SET OF TASKS:
1 - From the Osbourne passage, list every title of an Osbourne release (album or compilation) that it names, in the order they appear.
2 - Rewrite the Osbourne passage from "Osbourne’s biggest financial" up to and including "as Black Sabbath.", putting "rock fans" in place of "metal fans".

PASSAGE FOR REVIEW:
__________________________________________________
While very successful as a heavy metal act through the 1980s, Osbourne sustained commercial success into the 1990s, starting with 1991’s No More Tears, which enjoyed much radio and MTV exposure. It also initiated a practice of bringing in outside composers to help pen Osbourne’s solo material, instead of relying solely upon his recording ensemble to write and arrange the music. The platinum selling, top-10 No More Tears album was mixed by veteran rock producer Michael Wagener, who also mixed the Live and Loud album which followed in 1993. At this point Osbourne expressed his fatigue with the process of touring, and proclaimed his “retirement”, which was to be short-lived. Osbourne’s entire CD catalogue was remastered and reissued in 1995. Also that year, he released Ozzmosis and went on stage again, dubbing his concert performances “The Retirement Sucks Tour”. A greatest hits package, The Ozzman Cometh was issued in 1997.
Osbourne’s biggest financial success of the 1990s was a venture named Ozzfest, created by his wife/manager, Sharon, and managed loosely by his son, Jack. Ozzfest was a quick hit with metal fans, spurring up-and-coming groups like Incubus and Slipknot to broad exposure and commercial success. Some acts even had the pleasure to share the bill with a reformed, yet much older Black Sabbath. Osbourne reunited with the original members of Sabbath in 1997 and has performed periodically with the band ever since. Since 1997 there have been rumors of a new Black Sabbath album, though Ozzy has denied any further studio plans as Black Sabbath.
Osbourne’s first album of new studio material in seven years, 2001’s Down to Earth, met with only moderate success, as did its live follow up, Live at Budokan.
__________________________________________________
DATA RECORDS:
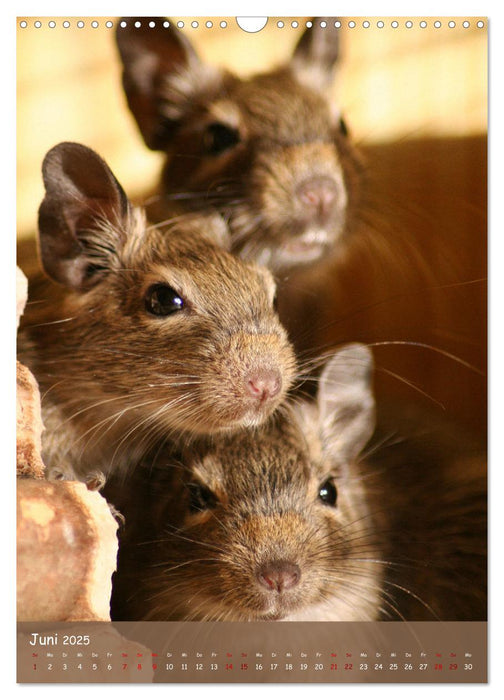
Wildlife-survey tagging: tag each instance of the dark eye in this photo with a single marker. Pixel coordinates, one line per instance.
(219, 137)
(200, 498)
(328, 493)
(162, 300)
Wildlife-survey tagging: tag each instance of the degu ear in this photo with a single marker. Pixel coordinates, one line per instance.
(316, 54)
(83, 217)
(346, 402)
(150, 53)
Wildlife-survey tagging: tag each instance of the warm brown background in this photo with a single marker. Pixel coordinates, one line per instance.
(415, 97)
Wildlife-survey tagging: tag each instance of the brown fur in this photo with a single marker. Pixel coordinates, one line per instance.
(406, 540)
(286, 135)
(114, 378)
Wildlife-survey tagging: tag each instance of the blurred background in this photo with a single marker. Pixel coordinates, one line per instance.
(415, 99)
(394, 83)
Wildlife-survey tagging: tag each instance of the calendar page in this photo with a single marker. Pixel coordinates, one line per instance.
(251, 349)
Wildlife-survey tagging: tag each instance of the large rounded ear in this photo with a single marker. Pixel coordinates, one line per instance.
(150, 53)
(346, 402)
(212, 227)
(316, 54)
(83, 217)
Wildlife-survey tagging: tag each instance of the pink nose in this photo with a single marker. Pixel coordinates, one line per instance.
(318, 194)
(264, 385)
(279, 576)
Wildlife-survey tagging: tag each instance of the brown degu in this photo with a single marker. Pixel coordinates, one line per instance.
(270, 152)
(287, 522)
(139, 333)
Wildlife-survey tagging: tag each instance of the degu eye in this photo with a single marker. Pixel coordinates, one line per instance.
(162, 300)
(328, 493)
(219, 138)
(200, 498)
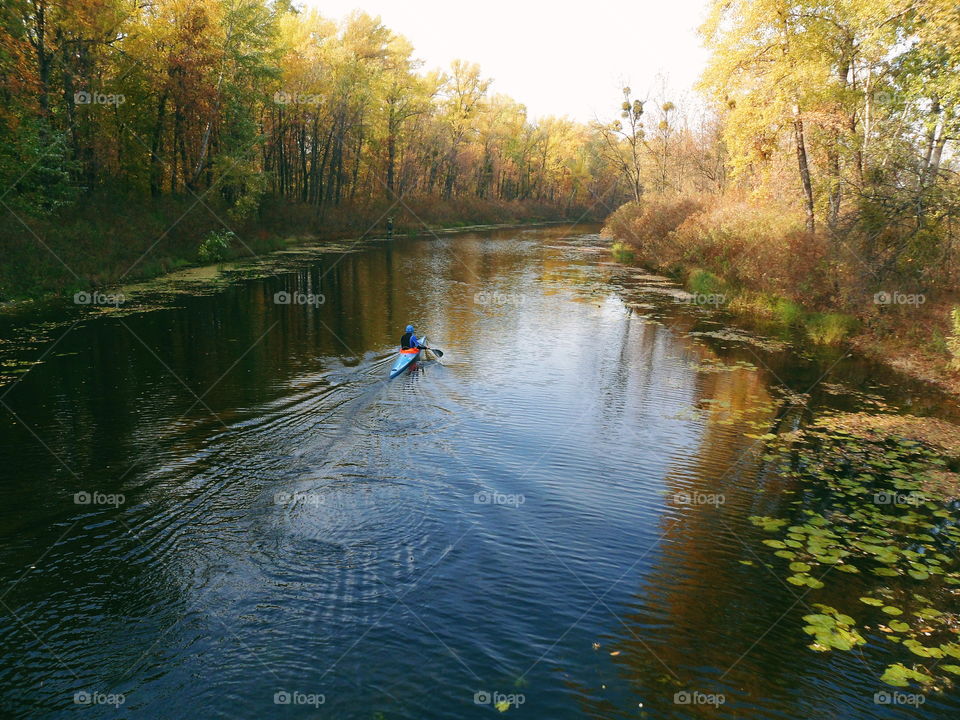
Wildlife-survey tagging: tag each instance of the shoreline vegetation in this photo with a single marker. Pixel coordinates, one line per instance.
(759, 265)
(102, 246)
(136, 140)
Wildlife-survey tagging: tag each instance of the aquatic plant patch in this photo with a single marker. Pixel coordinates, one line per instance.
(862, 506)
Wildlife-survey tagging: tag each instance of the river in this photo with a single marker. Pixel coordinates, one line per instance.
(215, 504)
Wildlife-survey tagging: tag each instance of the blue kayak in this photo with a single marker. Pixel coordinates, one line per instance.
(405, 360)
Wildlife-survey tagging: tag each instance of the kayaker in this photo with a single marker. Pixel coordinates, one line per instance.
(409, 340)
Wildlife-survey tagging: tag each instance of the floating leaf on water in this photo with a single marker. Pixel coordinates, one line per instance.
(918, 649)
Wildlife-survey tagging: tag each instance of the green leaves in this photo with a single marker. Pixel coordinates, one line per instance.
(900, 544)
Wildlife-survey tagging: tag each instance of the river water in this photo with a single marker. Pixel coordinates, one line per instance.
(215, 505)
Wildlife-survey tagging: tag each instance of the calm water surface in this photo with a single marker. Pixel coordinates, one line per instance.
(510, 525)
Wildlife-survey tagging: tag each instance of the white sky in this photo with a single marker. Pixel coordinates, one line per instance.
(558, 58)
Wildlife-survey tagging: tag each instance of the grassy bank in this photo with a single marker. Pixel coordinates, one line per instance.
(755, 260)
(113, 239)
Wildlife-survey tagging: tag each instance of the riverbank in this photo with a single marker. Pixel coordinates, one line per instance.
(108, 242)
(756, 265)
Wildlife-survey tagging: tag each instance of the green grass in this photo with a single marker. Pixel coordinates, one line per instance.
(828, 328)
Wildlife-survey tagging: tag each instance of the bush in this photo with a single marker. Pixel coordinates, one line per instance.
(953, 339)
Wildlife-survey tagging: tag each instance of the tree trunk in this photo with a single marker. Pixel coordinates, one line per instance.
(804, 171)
__________________________________________________
SOLUTIONS BY TASK:
1 - No More Tears; Live and Loud; Ozzmosis; The Ozzman Cometh; Down to Earth; Live at Budokan

2 -
Osbourne’s biggest financial success of the 1990s was a venture named Ozzfest, created by his wife/manager, Sharon, and managed loosely by his son, Jack. Ozzfest was a quick hit with rock fans, spurring up-and-coming groups like Incubus and Slipknot to broad exposure and commercial success. Some acts even had the pleasure to share the bill with a reformed, yet much older Black Sabbath. Osbourne reunited with the original members of Sabbath in 1997 and has performed periodically with the band ever since. Since 1997 there have been rumors of a new Black Sabbath album, though Ozzy has denied any further studio plans as Black Sabbath.